== PAGE TEXT ==
════════════════════

An Oireachtas committee has been told that Waterford and Wexford may have no consultant psychiatric services for children from mid-July onwards.

It comes after the resignation of three psychiatrists from the public health service in the southeast.

Revealing the development at the Joint Committee on the Future of Mental Health Care, its Chairperson, Senator Joan Freeman, said she personally found it extremely disturbing.

Committee member Fianna Fáil TD James Browne, who represents Wexford, said a lot of psychiatric nurses want to get out of the Health Service Executive-run service.

He said their conditions and the level of stress they are under are appalling.

Mr Browne said that in his regular conversations with psychiatric nurses, the constant issue that arises was the mental health of their colleagues, of psychiatrists and of other staff working on the area.

He said this was because they were "trying to do, if you like, the impossible and constantly triaging".

════════════════════

[Referring expression data]
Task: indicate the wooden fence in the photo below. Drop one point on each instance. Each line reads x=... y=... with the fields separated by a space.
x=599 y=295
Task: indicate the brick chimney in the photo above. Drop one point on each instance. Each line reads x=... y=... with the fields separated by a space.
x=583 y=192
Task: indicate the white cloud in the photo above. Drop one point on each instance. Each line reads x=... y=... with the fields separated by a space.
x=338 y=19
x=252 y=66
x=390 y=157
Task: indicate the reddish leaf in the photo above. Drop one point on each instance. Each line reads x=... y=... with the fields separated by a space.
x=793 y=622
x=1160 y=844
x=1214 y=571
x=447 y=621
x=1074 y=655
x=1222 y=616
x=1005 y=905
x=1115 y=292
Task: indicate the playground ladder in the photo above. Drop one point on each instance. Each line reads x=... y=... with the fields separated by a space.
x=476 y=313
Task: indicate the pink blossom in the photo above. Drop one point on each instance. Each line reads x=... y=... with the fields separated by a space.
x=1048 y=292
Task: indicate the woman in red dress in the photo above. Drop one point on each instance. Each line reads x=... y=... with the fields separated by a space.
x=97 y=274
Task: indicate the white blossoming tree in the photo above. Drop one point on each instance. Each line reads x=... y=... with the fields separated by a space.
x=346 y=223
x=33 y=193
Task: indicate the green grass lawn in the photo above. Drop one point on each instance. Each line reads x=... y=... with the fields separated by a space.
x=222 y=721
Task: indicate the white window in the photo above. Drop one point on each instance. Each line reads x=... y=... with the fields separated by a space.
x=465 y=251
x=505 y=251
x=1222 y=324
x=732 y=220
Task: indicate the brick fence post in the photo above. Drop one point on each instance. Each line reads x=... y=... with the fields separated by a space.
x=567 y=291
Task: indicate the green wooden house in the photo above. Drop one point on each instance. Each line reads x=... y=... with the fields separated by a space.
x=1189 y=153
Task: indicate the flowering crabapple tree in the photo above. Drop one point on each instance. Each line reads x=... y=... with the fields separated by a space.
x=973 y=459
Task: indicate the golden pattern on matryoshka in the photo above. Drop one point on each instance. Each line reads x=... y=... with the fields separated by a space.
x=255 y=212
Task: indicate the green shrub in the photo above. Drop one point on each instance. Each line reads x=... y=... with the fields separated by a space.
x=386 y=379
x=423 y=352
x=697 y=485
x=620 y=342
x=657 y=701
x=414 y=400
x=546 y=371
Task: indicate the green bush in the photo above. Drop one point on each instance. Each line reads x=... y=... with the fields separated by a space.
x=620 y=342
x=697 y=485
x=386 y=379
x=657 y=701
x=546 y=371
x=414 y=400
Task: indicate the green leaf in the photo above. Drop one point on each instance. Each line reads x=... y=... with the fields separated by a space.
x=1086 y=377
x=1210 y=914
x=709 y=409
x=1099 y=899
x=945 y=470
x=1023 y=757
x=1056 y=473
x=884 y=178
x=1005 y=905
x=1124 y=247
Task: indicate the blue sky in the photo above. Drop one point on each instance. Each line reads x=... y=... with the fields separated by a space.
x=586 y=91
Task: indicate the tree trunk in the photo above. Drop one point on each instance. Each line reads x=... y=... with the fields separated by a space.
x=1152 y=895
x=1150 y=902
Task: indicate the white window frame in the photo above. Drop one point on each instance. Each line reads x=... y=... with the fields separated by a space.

════════════════════

== WORK TO BE COMPLETED ==
Please proceed with the news report on the shortage of child psychiatric services in Waterford and Wexford, picking up from its last sentence. The entries have nothing to do with the work here and can be ignored.

== EXERCISE OUTPUT ==
He said he knows a lot of families in his Wexford constituency who are effectively being triaged.

"The psychiatrists and the other staff in Wexford have my absolute sympathy because it must be a horrible thing to have to sit and look at these different children and different families and have to constantly triage between who they think is actually in the worst situation," Mr Browne told the committee.

Mr Browne said that he understood that from the first of August this year, the Child and Adolescent Mental Health Services (CAMHS) in Waterford and Wexford were going to be without their 3.6 whole time equivalent psychiatrists.

"One is on sick leave and the other 2.6, if you like, are leaving," the told the committee.

He said he understood that all the other CAHMS staff working under the psychiatrists in question could no longer effectively do their jobs because they have no-one to oversee them.

He cited non-consultant hospital doctors, psychologists and occupational therapists as examples of the categories he believed would be affected.

Deputy Browne asked if these staff were going to be redeployed if the HSE does not have CAMHS psychiatrists in the two counties. 

He further asked what psychiatrist was going to come into place if they are redeployed?

He said: "Because when I talk to consultants from outside the country who want to come into Ireland, one of the key reasons they say that actually, they're not interested isn't just the pay but they say: 'Well I've no office, I've no secretary …. no staff. So I'm going to spend my first year trying to recruit.'"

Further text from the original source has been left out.